TEXT:
* begin *

Raspberry Pi Zero 2 W BadUSB HID Toolkit

A programmable BadUSB / HID attack platform built on a Raspberry Pi Zero 2 W. The Pi enumerates as a USB composite device (keyboard plus an optional read-only mass-storage volume) and executes Ducky-Script-style payloads against the host it's plugged into. Designed for authorised red-team engagements, penetration tests, and CTFs.

⚠️ Legal notice. Use only on systems you own or have explicit written permission to test. Unauthorised access is illegal in most jurisdictions, and pretending you didn't know won't help.


Table of contents

  1. Features
  2. How it works
  3. Hardware
  4. Install
  5. Daily operation
  6. Writing payloads
  7. Configuration reference
  8. Architecture notes
  9. Tests
  10. Troubleshooting
  11. Repository layout
  12. Credits

Features

  • Programmable keystroke payloads in a Ducky-Script-compatible dialect.
  • Reliable host-attach detection via the UDC configured state — no spurious payload fires at boot.
  • "Reset between attacks" that actually works on Pi Zero 2 W hardware. Unplug, replug, fire again — no power-cycle.
  • Configurable safeguards against runaway loops if the device is left plugged in: per-fire minimum interval and a fires-per-minute rate limit, both env-var overrideable.
  • Optional composite mass-storage gadget backed by a flat image file (read-only by default — exposing your live SD card was the old hard-to-debug FS-corruption foot-gun).
  • US and UK keyboard layouts selectable per payload with LAYOUT.
  • Variables, IF / ELSE, WHILE, HOLD / RELEASE, INJECT_MOD, RANDOM_* generators, STRING_BLOCK / STRINGLN_BLOCK, DEFINE.
  • systemd integration with ExecStop that tears the gadget down cleanly. No leftover configfs state, restart works without rebooting.
  • udev-managed permissions for /dev/hidg0 — no world-writable device nodes.
  • 34-test pytest suite for the Ducky parser, runnable on any host with no Pi attached.
  • ACT LED status indicator after each payload run.

* end *

GOAL 1:
According to the toolkit description, why is the optional mass-storage gadget backed by a flat image file and read-only by default? Answer in one to three sentences.
GOAL 2:
For each statement, say whether it agrees with the toolkit description, and quote the exact words that decide it: (a) The parser test suite needs a Raspberry Pi attached to run. (b) The keyboard layout can be chosen separately for each payload. (c) Restarting the service requires rebooting the Pi.
GOAL 3:
Extend the toolkit description, picking up right after its final feature bullet.
The records have no connection to the toolkit description.

[Excerpts of pointing data]
* begin *

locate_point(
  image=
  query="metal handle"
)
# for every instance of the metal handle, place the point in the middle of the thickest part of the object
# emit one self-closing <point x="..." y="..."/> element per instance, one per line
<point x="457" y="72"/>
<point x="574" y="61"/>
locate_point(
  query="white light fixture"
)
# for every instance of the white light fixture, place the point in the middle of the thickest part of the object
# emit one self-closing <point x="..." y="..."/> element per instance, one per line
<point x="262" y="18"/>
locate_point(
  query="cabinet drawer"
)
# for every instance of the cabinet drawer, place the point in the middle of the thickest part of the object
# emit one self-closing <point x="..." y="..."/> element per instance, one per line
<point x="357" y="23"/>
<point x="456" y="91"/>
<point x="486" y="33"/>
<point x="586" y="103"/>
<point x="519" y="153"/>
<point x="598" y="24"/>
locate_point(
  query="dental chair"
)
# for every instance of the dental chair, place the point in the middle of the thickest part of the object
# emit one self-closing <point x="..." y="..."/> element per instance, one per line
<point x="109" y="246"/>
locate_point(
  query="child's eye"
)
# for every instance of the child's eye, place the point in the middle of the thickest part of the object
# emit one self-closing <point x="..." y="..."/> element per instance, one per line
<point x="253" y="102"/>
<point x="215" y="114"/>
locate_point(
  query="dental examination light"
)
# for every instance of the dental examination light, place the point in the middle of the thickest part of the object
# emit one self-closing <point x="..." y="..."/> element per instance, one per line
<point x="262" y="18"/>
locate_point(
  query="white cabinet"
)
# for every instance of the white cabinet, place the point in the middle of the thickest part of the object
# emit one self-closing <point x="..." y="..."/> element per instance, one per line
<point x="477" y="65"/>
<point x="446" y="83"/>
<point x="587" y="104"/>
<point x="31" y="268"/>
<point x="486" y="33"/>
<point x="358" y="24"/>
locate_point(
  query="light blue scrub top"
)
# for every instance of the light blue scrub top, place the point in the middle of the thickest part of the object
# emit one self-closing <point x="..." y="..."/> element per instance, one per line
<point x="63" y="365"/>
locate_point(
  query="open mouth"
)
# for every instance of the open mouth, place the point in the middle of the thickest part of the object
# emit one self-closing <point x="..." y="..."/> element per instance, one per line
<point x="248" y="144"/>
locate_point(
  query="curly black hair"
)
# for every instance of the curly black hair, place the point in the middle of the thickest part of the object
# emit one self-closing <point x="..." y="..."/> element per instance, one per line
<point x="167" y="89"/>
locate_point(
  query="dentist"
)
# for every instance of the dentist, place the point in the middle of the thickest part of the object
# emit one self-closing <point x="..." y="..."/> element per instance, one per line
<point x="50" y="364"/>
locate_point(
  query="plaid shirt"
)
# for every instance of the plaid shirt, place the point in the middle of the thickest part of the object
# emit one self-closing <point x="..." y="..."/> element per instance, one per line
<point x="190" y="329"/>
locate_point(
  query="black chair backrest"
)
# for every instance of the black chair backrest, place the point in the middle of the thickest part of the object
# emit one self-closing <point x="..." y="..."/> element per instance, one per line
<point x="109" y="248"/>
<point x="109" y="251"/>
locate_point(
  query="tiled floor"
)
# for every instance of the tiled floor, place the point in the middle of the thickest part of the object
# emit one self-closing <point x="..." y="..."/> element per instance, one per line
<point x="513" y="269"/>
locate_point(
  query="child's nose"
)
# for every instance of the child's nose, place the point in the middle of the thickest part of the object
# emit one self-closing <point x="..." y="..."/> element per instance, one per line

* end *

EXPECTED OUTPUT 1:
The old approach exposed the live SD card to the host, which caused file-system corruption that was hard to debug. Backing the volume with a flat image file and keeping it read-only by default avoids that problem.

EXPECTED OUTPUT 2:
(a) No: "runnable on any host with no Pi attached"
(b) Yes: "US and UK keyboard layouts selectable per payload with LAYOUT"
(c) No: "restart works without rebooting"

EXPECTED OUTPUT 3:
How it works

+----------------+        USB cable        +-------------+
|  Raspberry Pi  | ===================>>>  |  Host PC    |
|  Zero 2 W      |   (Pi emulates HID +    |  (target)   |
|  (this device) |    optional drive)      |             |
+----------------+                         +-------------+
        |
        |  /home/pi/pi-badusb/
        |
        +-- badusb.service ----> monitor_and_run.py
                                   |
                                   |  on `state == configured`:
                                   v
                                 run_payload.py
                                   |
                                   v
                                 /dev/hidg0  (USB HID gadget)
  1. At boot, the badusb.service systemd unit runs gadget_setup.sh, which uses configfs/libcomposite to compose a USB gadget with an HID keyboard function and (optionally) a mass-storage LUN backed by a flat image file at /var/badusb/storage.img.
  2. The unit then runs monitor_and_run.py. It polls /sys/class/udc/<udc>/state and waits for configured — the USB-spec state that means a host has successfully enumerated the gadget. (We do not use /dev/hidg0's existence as a signal: that's true the moment the gadget binds to the UDC at boot, regardless of whether anything is plugged in.)
  3. When the host attaches, the listener executes run_payload.py, which parses payload.txt and writes HID reports to /dev/hidg0.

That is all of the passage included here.